= Work instructions =
Repeat the records below word for word, from the line containing "Where in the photo above do you see the eyebrow?" through the line containing "[88,67,522,419]", with both of those lines included.

= Task material =
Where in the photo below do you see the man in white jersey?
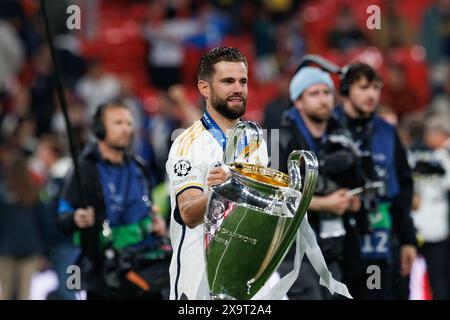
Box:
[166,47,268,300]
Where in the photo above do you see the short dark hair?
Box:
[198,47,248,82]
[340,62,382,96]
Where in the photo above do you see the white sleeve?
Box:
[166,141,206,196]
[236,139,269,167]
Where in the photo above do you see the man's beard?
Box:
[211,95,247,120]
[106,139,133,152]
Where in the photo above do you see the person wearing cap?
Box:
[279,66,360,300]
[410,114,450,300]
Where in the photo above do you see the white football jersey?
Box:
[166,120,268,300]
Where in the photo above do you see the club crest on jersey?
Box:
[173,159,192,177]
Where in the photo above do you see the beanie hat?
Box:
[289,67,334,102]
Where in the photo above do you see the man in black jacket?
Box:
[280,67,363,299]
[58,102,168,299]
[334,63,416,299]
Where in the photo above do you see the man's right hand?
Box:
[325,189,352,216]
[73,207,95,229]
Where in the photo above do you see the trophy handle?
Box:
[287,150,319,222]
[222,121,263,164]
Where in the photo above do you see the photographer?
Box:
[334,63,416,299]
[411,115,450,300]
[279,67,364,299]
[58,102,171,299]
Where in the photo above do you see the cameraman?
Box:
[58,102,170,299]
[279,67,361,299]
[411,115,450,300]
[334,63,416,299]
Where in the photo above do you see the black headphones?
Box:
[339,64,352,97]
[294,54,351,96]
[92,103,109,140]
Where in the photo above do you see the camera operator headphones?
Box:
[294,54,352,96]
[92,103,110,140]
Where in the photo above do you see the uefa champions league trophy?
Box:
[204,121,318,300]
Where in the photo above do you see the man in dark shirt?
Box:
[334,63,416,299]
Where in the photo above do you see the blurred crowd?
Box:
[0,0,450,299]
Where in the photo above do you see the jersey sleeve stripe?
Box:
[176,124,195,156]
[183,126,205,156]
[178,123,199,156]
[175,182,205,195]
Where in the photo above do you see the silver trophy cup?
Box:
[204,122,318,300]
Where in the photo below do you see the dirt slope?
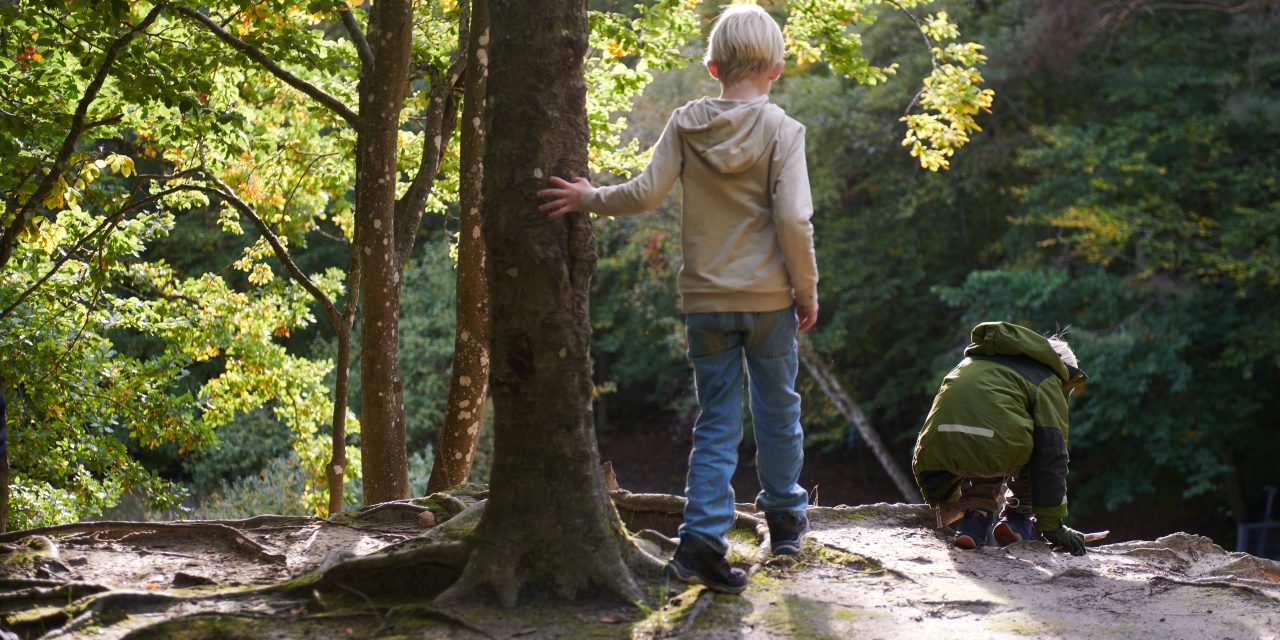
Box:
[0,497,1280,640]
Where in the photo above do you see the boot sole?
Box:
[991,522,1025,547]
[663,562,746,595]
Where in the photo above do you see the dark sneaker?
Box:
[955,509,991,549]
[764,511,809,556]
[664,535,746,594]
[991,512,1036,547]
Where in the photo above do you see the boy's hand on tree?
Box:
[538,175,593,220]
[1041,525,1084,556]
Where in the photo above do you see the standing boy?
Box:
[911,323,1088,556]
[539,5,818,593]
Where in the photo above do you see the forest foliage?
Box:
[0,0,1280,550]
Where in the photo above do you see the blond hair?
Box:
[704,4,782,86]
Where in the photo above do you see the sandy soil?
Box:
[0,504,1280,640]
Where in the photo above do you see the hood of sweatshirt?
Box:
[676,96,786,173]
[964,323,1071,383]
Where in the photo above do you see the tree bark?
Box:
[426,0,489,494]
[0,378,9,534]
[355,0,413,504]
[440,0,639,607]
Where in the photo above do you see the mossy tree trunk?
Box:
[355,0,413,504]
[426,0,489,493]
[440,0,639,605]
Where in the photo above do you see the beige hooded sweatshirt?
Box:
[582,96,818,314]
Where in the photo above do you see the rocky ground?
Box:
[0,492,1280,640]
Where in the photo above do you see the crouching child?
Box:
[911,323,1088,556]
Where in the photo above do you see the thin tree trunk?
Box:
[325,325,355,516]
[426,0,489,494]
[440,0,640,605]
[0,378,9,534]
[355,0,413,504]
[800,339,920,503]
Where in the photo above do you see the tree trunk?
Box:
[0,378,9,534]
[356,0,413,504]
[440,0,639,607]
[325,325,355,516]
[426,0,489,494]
--
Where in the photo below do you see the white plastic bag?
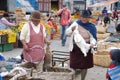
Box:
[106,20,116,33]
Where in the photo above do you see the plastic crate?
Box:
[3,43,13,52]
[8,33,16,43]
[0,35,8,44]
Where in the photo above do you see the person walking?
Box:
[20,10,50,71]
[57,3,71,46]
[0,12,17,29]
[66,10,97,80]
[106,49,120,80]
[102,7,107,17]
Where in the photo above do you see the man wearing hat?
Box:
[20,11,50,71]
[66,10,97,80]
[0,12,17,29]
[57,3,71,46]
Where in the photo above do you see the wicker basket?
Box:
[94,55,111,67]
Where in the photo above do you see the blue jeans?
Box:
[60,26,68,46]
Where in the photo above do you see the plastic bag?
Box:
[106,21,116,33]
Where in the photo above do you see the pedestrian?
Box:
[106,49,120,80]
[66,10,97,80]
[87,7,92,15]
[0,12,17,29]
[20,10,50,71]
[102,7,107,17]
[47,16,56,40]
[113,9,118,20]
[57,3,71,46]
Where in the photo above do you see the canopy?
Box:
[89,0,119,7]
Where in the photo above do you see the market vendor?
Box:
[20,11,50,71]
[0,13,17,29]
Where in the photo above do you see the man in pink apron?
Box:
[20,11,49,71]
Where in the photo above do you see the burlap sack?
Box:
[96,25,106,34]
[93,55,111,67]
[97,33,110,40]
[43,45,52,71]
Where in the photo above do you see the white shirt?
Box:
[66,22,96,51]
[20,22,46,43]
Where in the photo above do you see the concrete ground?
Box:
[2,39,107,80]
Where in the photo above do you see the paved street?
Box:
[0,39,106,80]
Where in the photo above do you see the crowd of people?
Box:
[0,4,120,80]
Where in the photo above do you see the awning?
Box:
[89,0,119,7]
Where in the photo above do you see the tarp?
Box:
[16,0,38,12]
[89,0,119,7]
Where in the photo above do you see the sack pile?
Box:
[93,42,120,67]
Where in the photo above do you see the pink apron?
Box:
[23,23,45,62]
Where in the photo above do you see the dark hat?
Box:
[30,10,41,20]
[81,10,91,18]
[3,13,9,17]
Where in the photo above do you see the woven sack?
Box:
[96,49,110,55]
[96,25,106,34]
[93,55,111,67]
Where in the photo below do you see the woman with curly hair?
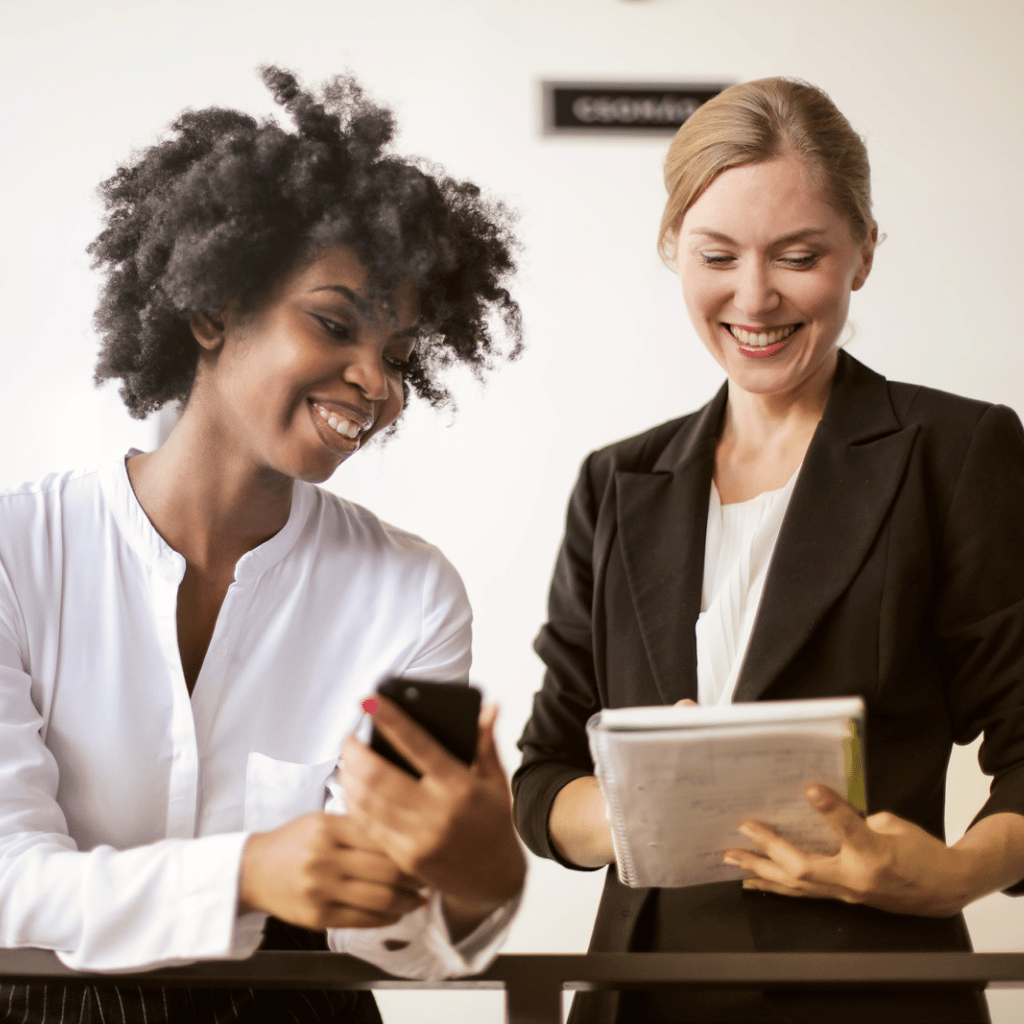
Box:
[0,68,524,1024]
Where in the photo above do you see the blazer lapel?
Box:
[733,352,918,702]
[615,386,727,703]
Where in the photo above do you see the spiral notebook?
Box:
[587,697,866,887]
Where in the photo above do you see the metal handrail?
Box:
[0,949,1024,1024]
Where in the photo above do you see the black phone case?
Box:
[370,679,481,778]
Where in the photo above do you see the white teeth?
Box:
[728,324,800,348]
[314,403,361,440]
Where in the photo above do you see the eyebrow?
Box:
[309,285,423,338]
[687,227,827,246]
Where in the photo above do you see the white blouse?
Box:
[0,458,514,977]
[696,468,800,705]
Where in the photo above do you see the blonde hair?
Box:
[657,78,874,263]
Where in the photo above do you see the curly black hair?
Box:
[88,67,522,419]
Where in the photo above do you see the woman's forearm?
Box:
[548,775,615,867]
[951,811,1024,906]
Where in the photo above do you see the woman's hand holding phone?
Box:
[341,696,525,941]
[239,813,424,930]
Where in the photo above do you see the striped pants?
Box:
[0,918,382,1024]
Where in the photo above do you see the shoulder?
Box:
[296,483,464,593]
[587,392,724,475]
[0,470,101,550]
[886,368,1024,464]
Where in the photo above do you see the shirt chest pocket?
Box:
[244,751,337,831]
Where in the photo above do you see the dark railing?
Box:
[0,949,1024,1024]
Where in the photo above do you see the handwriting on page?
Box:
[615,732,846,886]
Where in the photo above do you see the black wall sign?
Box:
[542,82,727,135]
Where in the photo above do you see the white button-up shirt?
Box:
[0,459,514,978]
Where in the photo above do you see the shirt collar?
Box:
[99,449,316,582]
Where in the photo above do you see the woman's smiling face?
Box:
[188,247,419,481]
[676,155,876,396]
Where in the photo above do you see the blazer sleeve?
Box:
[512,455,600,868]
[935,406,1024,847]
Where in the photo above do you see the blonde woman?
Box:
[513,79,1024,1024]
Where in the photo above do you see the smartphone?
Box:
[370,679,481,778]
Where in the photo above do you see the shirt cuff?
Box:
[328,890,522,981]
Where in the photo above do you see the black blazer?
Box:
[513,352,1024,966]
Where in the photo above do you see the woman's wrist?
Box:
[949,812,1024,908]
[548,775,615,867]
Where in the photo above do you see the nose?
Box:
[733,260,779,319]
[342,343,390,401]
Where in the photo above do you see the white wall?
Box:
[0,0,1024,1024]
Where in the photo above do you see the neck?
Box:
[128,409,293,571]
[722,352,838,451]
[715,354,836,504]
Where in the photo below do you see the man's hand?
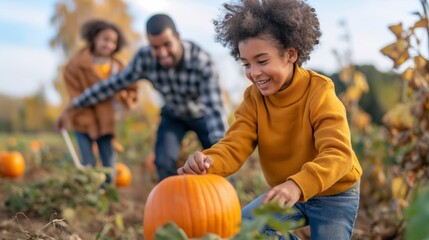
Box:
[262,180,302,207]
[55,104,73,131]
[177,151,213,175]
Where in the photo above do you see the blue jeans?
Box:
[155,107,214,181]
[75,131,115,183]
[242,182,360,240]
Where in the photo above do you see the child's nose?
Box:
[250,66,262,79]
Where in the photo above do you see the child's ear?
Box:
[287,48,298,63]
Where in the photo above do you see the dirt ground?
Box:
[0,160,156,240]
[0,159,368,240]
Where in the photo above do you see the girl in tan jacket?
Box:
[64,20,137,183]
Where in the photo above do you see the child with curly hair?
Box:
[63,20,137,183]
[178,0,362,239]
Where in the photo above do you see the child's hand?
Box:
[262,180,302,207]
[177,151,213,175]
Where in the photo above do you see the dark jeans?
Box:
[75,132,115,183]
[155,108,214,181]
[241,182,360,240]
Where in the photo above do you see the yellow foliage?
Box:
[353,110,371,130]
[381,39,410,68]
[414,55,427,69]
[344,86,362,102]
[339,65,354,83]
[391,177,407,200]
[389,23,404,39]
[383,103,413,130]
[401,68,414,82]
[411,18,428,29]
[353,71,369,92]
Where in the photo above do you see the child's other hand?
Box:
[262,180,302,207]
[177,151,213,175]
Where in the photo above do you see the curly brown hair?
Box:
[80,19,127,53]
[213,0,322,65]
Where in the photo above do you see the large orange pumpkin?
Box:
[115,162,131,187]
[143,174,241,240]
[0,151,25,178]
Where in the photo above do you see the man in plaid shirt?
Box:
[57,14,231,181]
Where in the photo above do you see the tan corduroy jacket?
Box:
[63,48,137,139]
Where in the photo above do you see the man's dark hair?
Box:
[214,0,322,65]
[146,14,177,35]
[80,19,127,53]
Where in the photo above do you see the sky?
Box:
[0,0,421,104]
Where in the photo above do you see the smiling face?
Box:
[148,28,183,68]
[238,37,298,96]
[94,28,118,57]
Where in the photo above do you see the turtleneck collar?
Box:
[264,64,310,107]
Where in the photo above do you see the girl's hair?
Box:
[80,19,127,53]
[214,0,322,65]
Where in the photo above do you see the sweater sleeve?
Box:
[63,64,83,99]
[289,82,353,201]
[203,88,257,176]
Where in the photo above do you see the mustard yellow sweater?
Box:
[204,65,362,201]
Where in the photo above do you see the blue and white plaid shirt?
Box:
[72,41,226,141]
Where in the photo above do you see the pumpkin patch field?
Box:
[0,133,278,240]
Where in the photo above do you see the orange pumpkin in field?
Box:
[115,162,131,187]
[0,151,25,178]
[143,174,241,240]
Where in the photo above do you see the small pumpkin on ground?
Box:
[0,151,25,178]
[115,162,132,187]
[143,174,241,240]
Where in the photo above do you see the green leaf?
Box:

= Exercise response =
Where in the photo above do you see the eyebrow?
Box:
[309,285,423,338]
[687,227,827,246]
Where in the photo above do you see the white blouse?
Box:
[0,458,514,977]
[696,468,800,705]
Where in the photo above do you see the blonde hair?
Box:
[657,78,874,263]
Where in the photo above do you see the curly black hair?
Box:
[88,67,522,419]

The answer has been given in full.